Please continue the report on the gold price ahead of the US-Ukraine talks, starting after its last sentence.
BEGIN Document
XAU/USD holds below $3,350 ahead of US-Ukraine talks

By |2025-08-18T05:58:50+03:00August 18, 2025|Forex News, News|0 Comments


  • Gold price drifts lower to near $3,330 in Monday’s early Asian session. 
  • Unexpectedly strong US economic data weigh on the Gold price, but safe-haven demand might cap its downside. 
  • Traders brace for the Trump and Zelenskiy meeting later on Monday. 

The Gold price (XAU/USD) attracts some sellers to around $3,330 during the early Asian session on Monday. The precious metal edges lower after unexpectedly strong US Producer Price Index (PPI) data. Investors will closely monitor a meeting between US President Donald Trump and Ukrainian President Volodymyr Zelenskiy later on Monday for further developments.

Hotter-than-expected PPI inflation data released on Thursday prompted traders to trim wagers on rate cuts by the Federal Reserve (Fed) in September, which creates a headwind for the yellow metal. The US Producer Price Index (PPI) rose 3.3% YoY in July, versus the 2.4% increase prior. This reading came in stronger than the expectations of 2.5% by a wide margin.

Furthermore, data released by the US Census Bureau on Friday showed that the US Retail Sales increased by 0.5%  MoM in July, versus a rise of 0.9% seen in June (revised from 0.6%). This reading came in line with the market consensus.  

However, the cautious mood in the market might boost the safe-haven flows and help limit gold’s losses. Bloomberg reported on Sunday that US special envoy Steve Witkoff said that Trump and Russian President Vladimir Putin agreed on Ukraine security pledges. 

Witkoff further stated that the deal did not enable Ukraine to achieve its goal of NATO membership, as Russia objected to NATO admission. Gold traders will take more cues from the Trump and Zelenskiy meeting later in the day as details from the US-Russia talks remain unclear.
END Document
BEGIN Listed records
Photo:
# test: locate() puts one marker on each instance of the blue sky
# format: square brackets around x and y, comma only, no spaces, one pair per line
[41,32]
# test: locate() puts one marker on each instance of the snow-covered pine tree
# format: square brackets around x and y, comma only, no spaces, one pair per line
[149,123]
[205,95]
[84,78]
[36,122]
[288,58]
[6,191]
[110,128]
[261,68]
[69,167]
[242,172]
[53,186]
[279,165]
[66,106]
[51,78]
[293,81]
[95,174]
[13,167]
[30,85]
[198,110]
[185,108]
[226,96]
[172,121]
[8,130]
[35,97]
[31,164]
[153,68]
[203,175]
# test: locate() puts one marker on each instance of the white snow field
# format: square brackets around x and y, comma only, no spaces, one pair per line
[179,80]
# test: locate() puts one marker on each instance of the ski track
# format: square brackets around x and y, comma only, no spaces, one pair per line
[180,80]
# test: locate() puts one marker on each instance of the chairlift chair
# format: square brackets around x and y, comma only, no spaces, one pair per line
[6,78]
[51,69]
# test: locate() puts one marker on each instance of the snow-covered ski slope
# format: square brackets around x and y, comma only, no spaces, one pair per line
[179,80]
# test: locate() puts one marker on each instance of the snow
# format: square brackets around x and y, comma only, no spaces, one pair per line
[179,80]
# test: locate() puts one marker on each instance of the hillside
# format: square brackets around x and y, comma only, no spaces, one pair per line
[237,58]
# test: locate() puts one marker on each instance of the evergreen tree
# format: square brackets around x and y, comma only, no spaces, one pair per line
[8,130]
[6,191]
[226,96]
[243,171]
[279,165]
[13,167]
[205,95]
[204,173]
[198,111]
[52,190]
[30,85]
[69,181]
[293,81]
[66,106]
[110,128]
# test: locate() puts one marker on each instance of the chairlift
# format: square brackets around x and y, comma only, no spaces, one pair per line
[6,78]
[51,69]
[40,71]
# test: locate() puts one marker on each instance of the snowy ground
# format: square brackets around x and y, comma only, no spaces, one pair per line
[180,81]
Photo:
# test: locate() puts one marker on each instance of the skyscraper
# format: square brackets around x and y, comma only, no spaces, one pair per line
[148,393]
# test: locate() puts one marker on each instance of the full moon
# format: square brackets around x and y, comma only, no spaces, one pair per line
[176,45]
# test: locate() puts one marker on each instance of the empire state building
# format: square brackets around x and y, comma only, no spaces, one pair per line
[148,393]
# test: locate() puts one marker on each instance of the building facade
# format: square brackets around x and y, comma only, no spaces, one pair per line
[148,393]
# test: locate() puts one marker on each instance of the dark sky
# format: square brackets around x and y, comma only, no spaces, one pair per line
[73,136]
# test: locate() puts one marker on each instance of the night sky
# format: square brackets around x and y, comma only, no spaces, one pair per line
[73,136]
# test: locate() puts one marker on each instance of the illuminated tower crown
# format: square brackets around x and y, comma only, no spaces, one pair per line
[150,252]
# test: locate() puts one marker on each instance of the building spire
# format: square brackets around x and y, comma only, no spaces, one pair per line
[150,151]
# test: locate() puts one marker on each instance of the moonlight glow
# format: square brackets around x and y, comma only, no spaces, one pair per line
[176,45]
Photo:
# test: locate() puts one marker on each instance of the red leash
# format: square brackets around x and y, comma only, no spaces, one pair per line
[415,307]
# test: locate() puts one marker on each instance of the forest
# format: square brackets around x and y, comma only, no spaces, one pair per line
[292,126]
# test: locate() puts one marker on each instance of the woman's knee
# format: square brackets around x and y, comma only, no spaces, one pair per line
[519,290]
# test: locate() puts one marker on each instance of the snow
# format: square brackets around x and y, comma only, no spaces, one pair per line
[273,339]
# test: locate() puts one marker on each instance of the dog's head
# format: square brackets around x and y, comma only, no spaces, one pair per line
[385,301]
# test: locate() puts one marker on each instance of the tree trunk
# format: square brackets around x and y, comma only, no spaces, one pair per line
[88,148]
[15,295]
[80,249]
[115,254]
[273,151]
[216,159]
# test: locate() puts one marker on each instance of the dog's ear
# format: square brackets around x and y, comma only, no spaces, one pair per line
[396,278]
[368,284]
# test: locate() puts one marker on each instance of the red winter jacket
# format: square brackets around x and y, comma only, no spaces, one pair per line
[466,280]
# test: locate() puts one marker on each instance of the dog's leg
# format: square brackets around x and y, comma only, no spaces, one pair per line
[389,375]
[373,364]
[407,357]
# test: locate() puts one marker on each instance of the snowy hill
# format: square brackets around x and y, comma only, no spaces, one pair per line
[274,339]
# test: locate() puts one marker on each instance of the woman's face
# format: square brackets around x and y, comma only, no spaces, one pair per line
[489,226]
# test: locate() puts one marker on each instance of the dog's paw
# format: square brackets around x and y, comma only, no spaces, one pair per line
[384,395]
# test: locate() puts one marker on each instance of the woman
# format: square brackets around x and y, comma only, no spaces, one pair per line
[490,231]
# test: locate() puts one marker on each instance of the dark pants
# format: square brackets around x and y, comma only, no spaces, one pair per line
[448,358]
END Listed records
* **Right answer**:
Gold FAQs

Gold has played a key role in human’s history as it has been widely used as a store of value and medium of exchange. Currently, apart from its shine and usage for jewelry, the precious metal is widely seen as a safe-haven asset, meaning that it is considered a good investment during turbulent times. Gold is also widely seen as a hedge against inflation and against depreciating currencies as it doesn’t rely on any specific issuer or government.

Central banks are the biggest Gold holders. In their aim to support their currencies in turbulent times, central banks tend to diversify their reserves and buy Gold to improve the perceived strength of the economy and the currency. High Gold reserves can be a source of trust for a country’s solvency. Central banks added 1,136 tonnes of Gold worth around $70 billion to their reserves in 2022, according to data from the World Gold Council. This is the highest yearly purchase since records began. Central banks from emerging economies such as China, India and Turkey are quickly increasing their Gold reserves.

Gold has an inverse correlation with the US Dollar and US Treasuries, which are both major reserve and safe-haven assets. When the Dollar depreciates, Gold tends to rise, enabling investors and central banks to diversify their assets in turbulent times. Gold is also inversely correlated with risk assets. A rally in the stock market tends to weaken Gold price, while sell-offs in riskier markets tend to favor the precious metal.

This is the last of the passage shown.